* What needs to be done
Write every record out again exactly, and keep images out of it.

Rows from a pointing dataset:

_ _ _ _ _

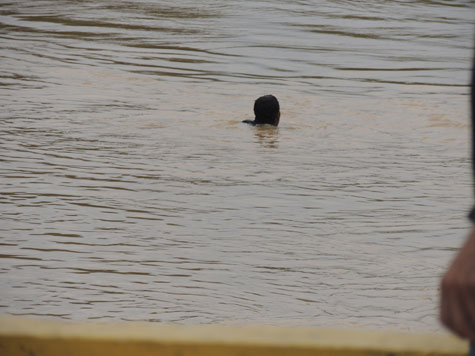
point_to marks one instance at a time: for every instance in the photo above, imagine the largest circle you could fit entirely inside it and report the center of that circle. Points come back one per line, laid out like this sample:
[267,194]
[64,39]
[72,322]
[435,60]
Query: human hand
[457,309]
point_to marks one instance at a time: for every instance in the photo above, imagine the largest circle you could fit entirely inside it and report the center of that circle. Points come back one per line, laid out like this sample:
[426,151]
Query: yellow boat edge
[38,337]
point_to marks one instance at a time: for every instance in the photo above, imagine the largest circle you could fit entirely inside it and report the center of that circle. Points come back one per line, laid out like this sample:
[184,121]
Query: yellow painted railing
[32,337]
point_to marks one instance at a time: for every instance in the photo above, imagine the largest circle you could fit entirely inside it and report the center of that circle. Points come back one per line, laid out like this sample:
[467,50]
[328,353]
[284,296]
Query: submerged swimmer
[266,111]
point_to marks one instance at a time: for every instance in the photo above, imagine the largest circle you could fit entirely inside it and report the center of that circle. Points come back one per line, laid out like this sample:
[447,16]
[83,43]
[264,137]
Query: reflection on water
[131,190]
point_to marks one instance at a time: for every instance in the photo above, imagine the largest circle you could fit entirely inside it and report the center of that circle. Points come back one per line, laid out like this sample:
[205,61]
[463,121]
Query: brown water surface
[130,189]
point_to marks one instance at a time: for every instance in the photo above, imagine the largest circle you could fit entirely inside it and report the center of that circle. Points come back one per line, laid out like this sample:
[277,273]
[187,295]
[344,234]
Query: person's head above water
[267,110]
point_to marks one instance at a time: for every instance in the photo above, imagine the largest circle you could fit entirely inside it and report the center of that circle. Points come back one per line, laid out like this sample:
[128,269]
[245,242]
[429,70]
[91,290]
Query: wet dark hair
[266,109]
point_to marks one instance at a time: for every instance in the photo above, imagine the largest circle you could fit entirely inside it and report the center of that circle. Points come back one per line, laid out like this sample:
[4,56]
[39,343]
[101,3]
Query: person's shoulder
[250,122]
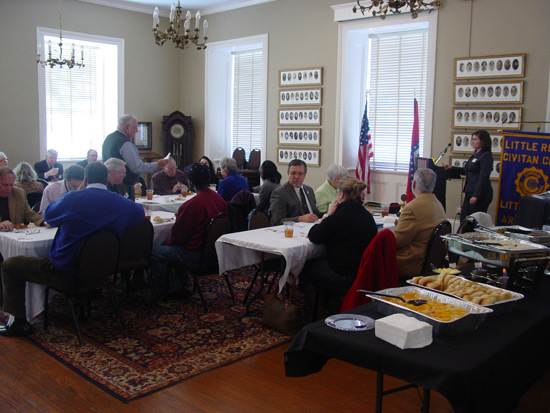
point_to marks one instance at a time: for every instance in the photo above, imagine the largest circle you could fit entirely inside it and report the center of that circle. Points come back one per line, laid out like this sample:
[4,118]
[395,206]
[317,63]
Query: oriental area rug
[162,342]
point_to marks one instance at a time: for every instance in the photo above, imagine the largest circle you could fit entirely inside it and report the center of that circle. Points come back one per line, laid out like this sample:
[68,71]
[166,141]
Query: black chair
[96,261]
[136,245]
[437,248]
[208,263]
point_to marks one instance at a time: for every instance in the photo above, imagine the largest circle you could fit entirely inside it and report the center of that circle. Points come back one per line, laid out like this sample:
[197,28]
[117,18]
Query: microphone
[443,152]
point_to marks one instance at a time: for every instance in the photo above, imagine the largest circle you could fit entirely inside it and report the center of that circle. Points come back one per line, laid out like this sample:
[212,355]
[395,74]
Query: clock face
[177,131]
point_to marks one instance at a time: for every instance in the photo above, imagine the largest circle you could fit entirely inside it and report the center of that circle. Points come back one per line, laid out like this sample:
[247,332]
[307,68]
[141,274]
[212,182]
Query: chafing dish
[493,248]
[469,322]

_ _ _ _ _

* Answer to the exercise
point_to marks one instance at a time: for every instance in the photo above, imagine the largest circle you could fit entirely inside it and report the center of that circle. Points come back one per line, laid out like this sample:
[267,194]
[64,39]
[72,322]
[435,60]
Query: human hand
[457,309]
point_to marks one instance at a time: for every instance in the photo above, imagine the largest circle you could fit entirely inside it and report the center of that circle. Points come back one per line, laid out like this sample:
[426,151]
Query: yellow boat edge
[38,337]
point_to marks one instance at a time: for every instance in the photo above, imagine the largest circle you could fit entirely inside it and report the center of that circle. Points come back one per line, laid out like this sample:
[184,121]
Query: yellow painted railing
[32,337]
point_to marks one instance at a time: for every instance in the photo above, imagine the largest circle you could fit entirely inside it and report the center of that circle. Points come back one per line, laid out like this sample:
[467,50]
[328,353]
[284,296]
Query: submerged swimmer
[266,111]
point_to marks one instance at a time: for every instance in the photo above, imagine the largest circle you could fit entirely inside it and report the center of that circle. Points come back one per line, laid out like this sample:
[447,16]
[83,43]
[264,137]
Query: reflection on water
[131,190]
point_to marks one instance at a time: for every instance in the photo above, imagine the largest circle you could fit entirely inside it and report the center of that circle. Points come back one per line, laid out like this sample:
[205,61]
[463,121]
Query: brown water surface
[130,189]
point_to marks one instance at a time: for every instance in the photo above, imagine the largest circle you could fit entirely inside it and report the center of that circle. Points come back one per line, laid out like this sample:
[277,273]
[187,295]
[344,234]
Query: person's head above water
[267,110]
point_to marks one instance at a time: for every instance in the photo above, imagine the largest circle you could fit entirely inside it and report the center of that circle. Points come back one per line, laid out like this sample:
[128,269]
[245,242]
[429,70]
[91,290]
Query: wet dark hair
[266,109]
point_to marks one instance at a time: for every instance in the photo above, imagine the largest circle you could fit entirely inside it and report the center of that circle. Points come back one per line, laid out like this sample:
[4,56]
[39,343]
[101,3]
Query: person's shoulder
[250,122]
point_to marks one instance at a time: for every instance in the photo above, imagine the largest circle you could fit entirely inside it and report the center of that circle. Points come back one per line, laid out like this sample:
[4,118]
[395,206]
[317,63]
Query: oriental area rug
[162,342]
point_to marks one instance at a time: for every instance in the photo above, imagine the largest circle you could fit entirely inside it and report the center of that circle. Points come back one per line, laid out like this sample:
[68,71]
[166,141]
Query: black chair
[96,261]
[136,245]
[437,248]
[208,263]
point_to marks one instance at a time: for every instance in the photo above, imagine the largest circle you could fit entirely inside it and report the center of that circle. Points come back one per line, laid out like this sample:
[197,28]
[117,18]
Query: microphone
[443,152]
point_to marks one instance at a time: for every instance in the photo above, imagine the largest circle you could fit entirely inside it and report the center of that circle. Points come back one per line, laid out like this sample:
[212,355]
[395,74]
Query: clock face
[177,131]
point_to marks one instance at a time: for every instance in the photo above, imagine the largest circle you could fit entirely inside it and report the center of that circle. Points come back one per line, laid out like this sample:
[247,332]
[307,68]
[141,274]
[212,182]
Query: chafing dish
[493,248]
[469,322]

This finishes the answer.